Task description:
Each record is to be reproduced verbatim.

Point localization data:

*** Block opens ***

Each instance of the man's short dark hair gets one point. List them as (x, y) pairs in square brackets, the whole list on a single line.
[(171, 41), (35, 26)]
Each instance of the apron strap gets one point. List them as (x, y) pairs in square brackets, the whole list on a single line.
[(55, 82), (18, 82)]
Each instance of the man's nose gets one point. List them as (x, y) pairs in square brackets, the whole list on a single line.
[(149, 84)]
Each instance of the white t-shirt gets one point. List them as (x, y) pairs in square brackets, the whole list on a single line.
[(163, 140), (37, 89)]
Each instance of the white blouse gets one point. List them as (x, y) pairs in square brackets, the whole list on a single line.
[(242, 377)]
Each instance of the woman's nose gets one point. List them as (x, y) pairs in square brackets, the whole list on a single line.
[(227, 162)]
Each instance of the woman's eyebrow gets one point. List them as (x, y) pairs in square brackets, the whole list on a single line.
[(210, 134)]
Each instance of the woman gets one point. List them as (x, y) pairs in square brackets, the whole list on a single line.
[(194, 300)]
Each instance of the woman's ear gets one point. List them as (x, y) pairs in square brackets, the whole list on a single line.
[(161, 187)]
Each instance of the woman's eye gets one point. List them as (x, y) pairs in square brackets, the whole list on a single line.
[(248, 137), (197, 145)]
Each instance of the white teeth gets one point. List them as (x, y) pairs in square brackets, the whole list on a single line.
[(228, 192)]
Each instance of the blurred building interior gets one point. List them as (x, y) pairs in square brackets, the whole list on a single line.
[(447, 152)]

*** Block closes ***

Expected answer:
Each instance of the man's short dark hair gets one point. List them as (x, y) pairs in square brackets, the whole list on a single line.
[(171, 41), (35, 26)]
Each instance of the apron strap gets one point. List them as (x, y) pairs in square brackets, the whole list on a single line.
[(55, 82), (18, 82)]
Each instance of the man's nose gets one point. List them as (x, y) pairs in square brackets, the whole list on a single line.
[(149, 84)]
Each instance of the white t-shirt gets one point. List them as (x, y) pairs in square brackets, the whole list on a single line.
[(163, 140), (37, 89)]
Each instance of the white blouse gets one point. List them as (x, y) pairs in square brackets, the whole list on a single line.
[(242, 377)]
Each instance of the woman's nose gets one point. List them as (x, y) pairs in square brackets, the whole list on a single line.
[(227, 162)]
Each instance of the woman's eyebrow gets one point. List them as (x, y) pairs in square brackets, the whole list on a single line.
[(210, 134)]
Each instance of the woman gets one point. List them as (x, y) pairs in square brackets, the whole list on a single line.
[(194, 300)]
Each instance of the woman's ear gets one point. List them as (x, y) pairs in square brackets, the whole list on a single line.
[(161, 187)]
Each instance of the woman's eye gets one point. List them as (x, y) pairs in square brackets, the whole list on a single line.
[(248, 137), (197, 145)]
Each instance of the white teeth gets one point. List them as (x, y) pairs in square brackets, the whole list on a single line.
[(228, 192)]
Each instance of the blurred building interior gets one point. List them as (x, y) pairs in square brackets, the whole list on a single line.
[(447, 152)]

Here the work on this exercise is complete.